-- Task material --
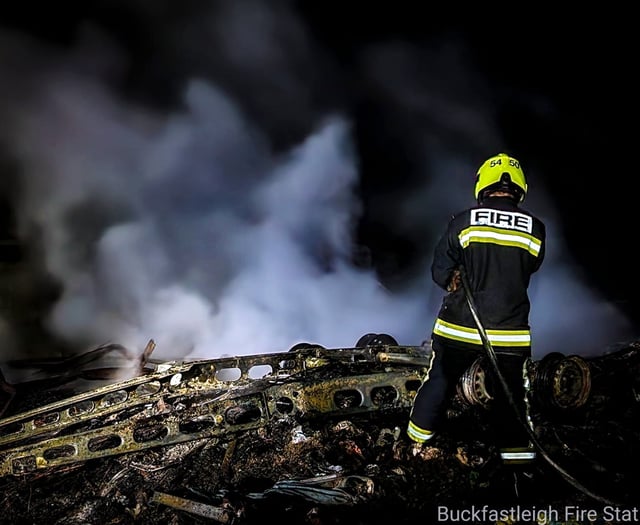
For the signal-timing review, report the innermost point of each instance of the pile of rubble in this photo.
(323, 460)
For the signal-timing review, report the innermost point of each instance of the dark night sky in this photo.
(429, 95)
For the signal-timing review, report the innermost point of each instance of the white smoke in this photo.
(186, 227)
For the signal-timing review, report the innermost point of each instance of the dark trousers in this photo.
(450, 362)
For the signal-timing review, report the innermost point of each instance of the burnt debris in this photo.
(311, 435)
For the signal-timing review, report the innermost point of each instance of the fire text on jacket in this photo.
(502, 219)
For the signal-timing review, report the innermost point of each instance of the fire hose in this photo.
(494, 363)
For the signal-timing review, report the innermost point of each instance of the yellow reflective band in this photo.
(418, 434)
(471, 335)
(517, 457)
(486, 234)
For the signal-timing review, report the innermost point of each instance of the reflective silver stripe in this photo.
(517, 455)
(471, 335)
(418, 434)
(496, 236)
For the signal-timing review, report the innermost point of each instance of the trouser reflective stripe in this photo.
(517, 455)
(418, 434)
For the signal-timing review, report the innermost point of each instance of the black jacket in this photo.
(500, 245)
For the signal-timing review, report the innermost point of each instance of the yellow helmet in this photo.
(501, 172)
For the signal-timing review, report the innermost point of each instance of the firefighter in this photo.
(499, 246)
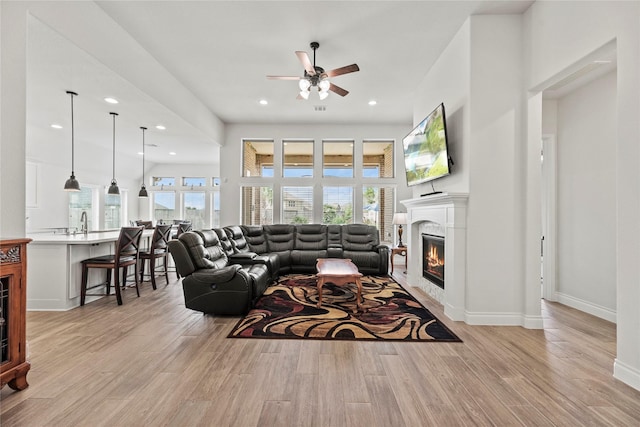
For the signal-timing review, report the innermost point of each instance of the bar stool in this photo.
(159, 249)
(126, 254)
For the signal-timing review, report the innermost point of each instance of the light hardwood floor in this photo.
(154, 362)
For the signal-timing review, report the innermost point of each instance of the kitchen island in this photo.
(55, 269)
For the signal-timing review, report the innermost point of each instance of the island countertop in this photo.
(79, 238)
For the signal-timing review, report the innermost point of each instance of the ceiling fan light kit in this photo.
(315, 76)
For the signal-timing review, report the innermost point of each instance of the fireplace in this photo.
(433, 259)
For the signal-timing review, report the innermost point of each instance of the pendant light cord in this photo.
(72, 94)
(72, 139)
(114, 146)
(143, 129)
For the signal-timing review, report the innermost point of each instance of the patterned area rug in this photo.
(288, 310)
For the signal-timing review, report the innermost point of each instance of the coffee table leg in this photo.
(320, 283)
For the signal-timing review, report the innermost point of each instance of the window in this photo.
(297, 205)
(257, 156)
(166, 181)
(194, 208)
(337, 205)
(378, 208)
(257, 205)
(298, 159)
(79, 202)
(194, 182)
(337, 159)
(215, 200)
(377, 159)
(112, 211)
(164, 206)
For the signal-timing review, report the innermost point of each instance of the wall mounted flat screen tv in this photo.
(425, 149)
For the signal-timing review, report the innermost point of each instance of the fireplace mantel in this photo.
(448, 210)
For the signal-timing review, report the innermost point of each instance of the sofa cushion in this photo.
(279, 237)
(204, 248)
(226, 244)
(359, 237)
(311, 237)
(254, 235)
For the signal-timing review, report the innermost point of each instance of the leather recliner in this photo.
(210, 284)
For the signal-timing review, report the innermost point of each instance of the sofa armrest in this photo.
(216, 275)
(334, 250)
(242, 256)
(383, 250)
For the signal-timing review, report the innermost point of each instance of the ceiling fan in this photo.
(315, 76)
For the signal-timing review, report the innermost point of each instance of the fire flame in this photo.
(433, 258)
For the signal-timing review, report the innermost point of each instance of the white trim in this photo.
(588, 307)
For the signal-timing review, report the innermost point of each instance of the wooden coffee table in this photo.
(339, 272)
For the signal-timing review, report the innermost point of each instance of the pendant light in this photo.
(143, 190)
(113, 188)
(72, 183)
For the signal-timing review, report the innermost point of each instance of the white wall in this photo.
(479, 78)
(231, 158)
(551, 48)
(448, 82)
(586, 220)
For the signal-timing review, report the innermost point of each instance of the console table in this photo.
(13, 307)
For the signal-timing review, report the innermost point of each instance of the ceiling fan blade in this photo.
(283, 77)
(343, 70)
(306, 62)
(338, 90)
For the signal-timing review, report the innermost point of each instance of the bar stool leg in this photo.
(117, 286)
(83, 288)
(152, 271)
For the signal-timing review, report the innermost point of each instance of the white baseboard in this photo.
(493, 319)
(588, 307)
(627, 374)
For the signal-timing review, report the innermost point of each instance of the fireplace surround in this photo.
(446, 212)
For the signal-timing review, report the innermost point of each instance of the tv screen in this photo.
(425, 149)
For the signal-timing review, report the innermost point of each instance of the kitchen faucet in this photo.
(83, 220)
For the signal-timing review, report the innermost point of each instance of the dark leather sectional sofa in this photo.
(226, 270)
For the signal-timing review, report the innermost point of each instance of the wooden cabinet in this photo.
(13, 307)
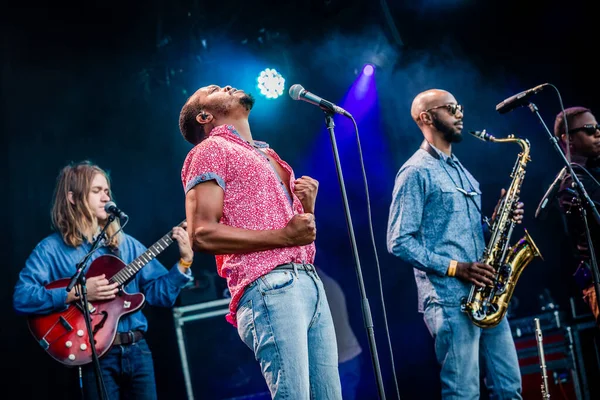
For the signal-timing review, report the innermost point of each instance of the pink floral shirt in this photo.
(255, 198)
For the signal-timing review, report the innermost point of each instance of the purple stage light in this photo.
(368, 70)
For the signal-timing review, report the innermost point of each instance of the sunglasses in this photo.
(452, 108)
(589, 129)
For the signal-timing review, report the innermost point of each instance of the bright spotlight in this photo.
(271, 83)
(368, 70)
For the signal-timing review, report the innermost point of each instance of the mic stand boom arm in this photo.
(79, 278)
(368, 320)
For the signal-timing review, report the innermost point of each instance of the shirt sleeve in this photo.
(207, 161)
(30, 295)
(404, 223)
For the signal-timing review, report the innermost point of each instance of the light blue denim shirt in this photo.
(432, 222)
(52, 259)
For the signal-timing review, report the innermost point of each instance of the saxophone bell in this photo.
(486, 306)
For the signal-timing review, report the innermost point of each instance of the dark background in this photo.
(105, 81)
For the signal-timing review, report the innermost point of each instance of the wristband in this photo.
(452, 268)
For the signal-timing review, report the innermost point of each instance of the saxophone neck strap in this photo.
(429, 148)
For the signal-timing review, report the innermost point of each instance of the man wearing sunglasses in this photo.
(435, 224)
(582, 136)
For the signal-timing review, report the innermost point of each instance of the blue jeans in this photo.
(459, 348)
(128, 373)
(350, 377)
(285, 319)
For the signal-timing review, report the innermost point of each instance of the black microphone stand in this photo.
(365, 302)
(587, 201)
(79, 279)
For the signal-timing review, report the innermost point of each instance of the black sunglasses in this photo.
(452, 108)
(589, 129)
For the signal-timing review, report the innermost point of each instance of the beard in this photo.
(247, 101)
(449, 131)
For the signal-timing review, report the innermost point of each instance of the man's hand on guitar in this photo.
(98, 288)
(183, 240)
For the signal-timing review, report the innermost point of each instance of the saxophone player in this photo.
(435, 224)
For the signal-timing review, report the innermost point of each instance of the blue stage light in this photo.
(271, 83)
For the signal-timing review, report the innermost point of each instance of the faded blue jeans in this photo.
(285, 319)
(460, 347)
(128, 373)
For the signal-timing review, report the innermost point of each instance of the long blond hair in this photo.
(76, 222)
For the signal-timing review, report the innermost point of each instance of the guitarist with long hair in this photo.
(78, 215)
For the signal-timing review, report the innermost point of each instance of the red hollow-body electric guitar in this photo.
(64, 335)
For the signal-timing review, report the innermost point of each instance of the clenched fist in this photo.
(305, 188)
(300, 230)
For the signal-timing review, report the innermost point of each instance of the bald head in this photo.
(429, 99)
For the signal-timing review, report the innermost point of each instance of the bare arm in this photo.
(204, 209)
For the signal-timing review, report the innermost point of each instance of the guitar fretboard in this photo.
(136, 265)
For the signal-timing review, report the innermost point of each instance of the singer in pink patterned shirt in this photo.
(244, 205)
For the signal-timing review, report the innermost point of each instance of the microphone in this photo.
(519, 99)
(297, 92)
(483, 135)
(112, 208)
(542, 209)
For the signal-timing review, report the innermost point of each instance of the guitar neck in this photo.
(136, 265)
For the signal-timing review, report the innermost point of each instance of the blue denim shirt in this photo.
(431, 223)
(53, 259)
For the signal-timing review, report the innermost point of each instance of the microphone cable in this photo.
(370, 223)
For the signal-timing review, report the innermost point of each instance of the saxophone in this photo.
(486, 306)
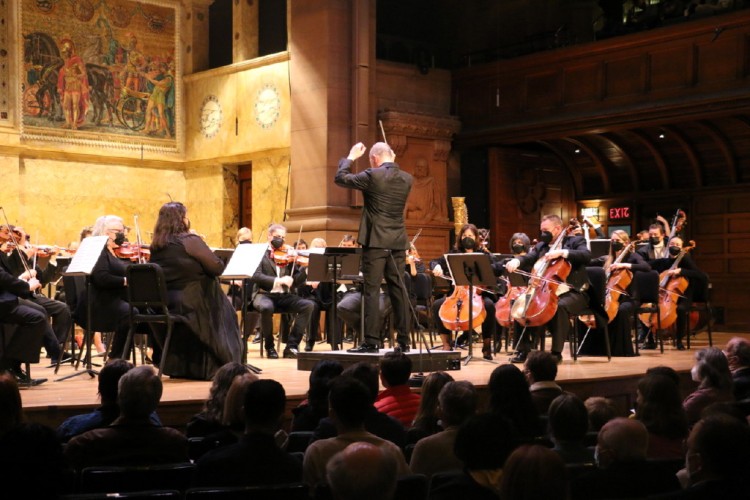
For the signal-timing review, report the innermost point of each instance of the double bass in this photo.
(671, 288)
(538, 304)
(618, 281)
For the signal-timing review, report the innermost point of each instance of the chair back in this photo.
(119, 479)
(147, 287)
(646, 287)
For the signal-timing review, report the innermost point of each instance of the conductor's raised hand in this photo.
(357, 151)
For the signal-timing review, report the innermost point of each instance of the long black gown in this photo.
(210, 336)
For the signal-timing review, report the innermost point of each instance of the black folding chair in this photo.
(147, 296)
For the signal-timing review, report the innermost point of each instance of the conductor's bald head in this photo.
(380, 153)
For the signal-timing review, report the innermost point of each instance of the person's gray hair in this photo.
(103, 222)
(139, 392)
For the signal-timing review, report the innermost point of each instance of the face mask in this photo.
(119, 239)
(277, 242)
(468, 243)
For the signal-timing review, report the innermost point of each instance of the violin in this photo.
(538, 304)
(671, 288)
(618, 281)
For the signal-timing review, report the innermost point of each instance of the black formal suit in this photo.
(382, 234)
(24, 343)
(267, 302)
(573, 301)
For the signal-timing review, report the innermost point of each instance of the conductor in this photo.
(382, 235)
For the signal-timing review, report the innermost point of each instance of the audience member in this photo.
(540, 369)
(380, 424)
(210, 419)
(433, 454)
(737, 352)
(426, 422)
(362, 471)
(659, 407)
(349, 401)
(568, 425)
(601, 410)
(533, 471)
(483, 443)
(132, 439)
(622, 471)
(11, 409)
(397, 400)
(108, 411)
(711, 371)
(308, 414)
(510, 398)
(256, 459)
(717, 458)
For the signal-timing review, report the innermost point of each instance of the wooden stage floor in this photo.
(52, 402)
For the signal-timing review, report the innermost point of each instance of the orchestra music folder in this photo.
(86, 256)
(244, 261)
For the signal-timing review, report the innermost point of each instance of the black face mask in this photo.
(277, 242)
(119, 239)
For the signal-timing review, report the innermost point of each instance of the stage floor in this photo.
(53, 401)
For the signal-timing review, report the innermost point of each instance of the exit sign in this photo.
(619, 213)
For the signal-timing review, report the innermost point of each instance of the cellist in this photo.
(621, 259)
(687, 269)
(467, 241)
(572, 298)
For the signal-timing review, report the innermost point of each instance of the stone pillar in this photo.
(245, 30)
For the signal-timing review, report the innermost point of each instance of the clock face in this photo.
(267, 106)
(211, 116)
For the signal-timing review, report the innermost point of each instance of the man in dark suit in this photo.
(382, 234)
(31, 324)
(272, 284)
(571, 302)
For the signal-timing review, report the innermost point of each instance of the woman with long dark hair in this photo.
(209, 337)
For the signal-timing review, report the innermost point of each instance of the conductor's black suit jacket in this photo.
(385, 190)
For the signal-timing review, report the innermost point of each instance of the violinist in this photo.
(209, 337)
(272, 282)
(572, 298)
(620, 261)
(467, 241)
(687, 269)
(19, 261)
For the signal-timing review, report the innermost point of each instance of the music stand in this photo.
(334, 264)
(471, 269)
(82, 264)
(241, 264)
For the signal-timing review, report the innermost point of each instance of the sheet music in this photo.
(86, 256)
(245, 260)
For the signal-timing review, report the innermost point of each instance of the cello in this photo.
(538, 304)
(618, 281)
(671, 288)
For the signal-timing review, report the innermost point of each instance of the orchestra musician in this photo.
(621, 326)
(382, 234)
(209, 336)
(572, 298)
(687, 269)
(467, 241)
(272, 282)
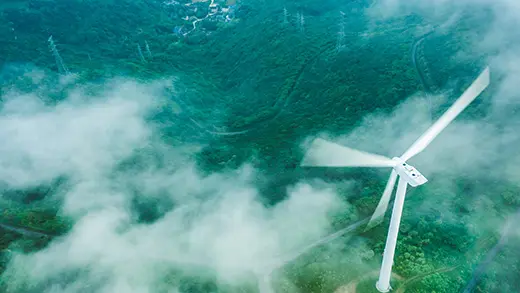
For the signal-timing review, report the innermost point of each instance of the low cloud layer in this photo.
(100, 143)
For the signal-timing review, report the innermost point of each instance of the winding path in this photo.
(25, 231)
(417, 43)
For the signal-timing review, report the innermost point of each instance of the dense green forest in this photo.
(252, 91)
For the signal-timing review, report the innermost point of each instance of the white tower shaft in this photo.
(383, 284)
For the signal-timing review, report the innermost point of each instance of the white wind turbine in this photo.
(323, 153)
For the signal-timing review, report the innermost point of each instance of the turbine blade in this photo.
(380, 211)
(476, 88)
(323, 153)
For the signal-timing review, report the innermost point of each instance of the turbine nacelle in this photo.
(411, 175)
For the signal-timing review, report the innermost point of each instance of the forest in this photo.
(253, 91)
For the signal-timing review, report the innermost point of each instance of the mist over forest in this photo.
(155, 146)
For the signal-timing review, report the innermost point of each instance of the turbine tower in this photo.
(323, 153)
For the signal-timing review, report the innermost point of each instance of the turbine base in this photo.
(383, 290)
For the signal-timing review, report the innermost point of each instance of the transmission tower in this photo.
(59, 61)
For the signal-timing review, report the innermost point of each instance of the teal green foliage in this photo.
(281, 86)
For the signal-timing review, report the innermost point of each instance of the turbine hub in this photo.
(409, 173)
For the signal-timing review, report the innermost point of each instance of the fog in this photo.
(101, 144)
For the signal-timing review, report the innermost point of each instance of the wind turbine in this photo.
(323, 153)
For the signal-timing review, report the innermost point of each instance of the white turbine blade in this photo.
(477, 87)
(383, 202)
(323, 153)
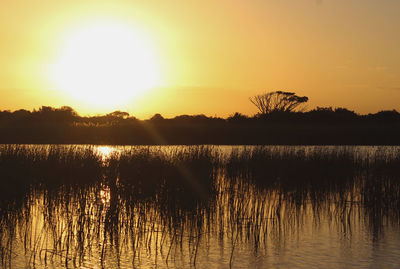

-- What you are asked to do --
Return only the lines from the one containing "the turbine blade in this photo." through the last line of the entries above, exactly as written and without pictures.

-- Solution --
For the signal-timing review, report the innermost point of each instance of the turbine blade in this photo.
(380, 211)
(476, 88)
(323, 153)
For the signal-timing review, report the innermost point of each instance of the turbine nacelle in this photo.
(411, 175)
For the signal-timing review, report the innermost point of each instance of the forest in this photo.
(253, 91)
For the signal-timing review, report the innermost point of each instance of the mist over forest in this photo.
(155, 146)
For the signal-timing review, report the innermost point of each instance of the turbine tower in this photo.
(323, 153)
For the signal-timing review, report the innermost point of each instance of the turbine base in this photo.
(383, 290)
For the signal-timing review, report the innermost point of each instance of the transmission tower in this photo.
(59, 61)
For the signal-timing review, report the innermost point of each instance of the teal green foliage in this photo.
(281, 86)
For the signal-timing review, report the innermost point of each instance of the turbine hub in this photo.
(409, 173)
For the signal-timing review, report the innermost point of each instance of the fog in this photo.
(101, 144)
For the signal-timing review, report the innermost point of each instance of the wind turbine in this photo.
(323, 153)
For the signal-timing review, report the innermost point of each instance of the white turbine blade in this photo.
(477, 87)
(383, 202)
(323, 153)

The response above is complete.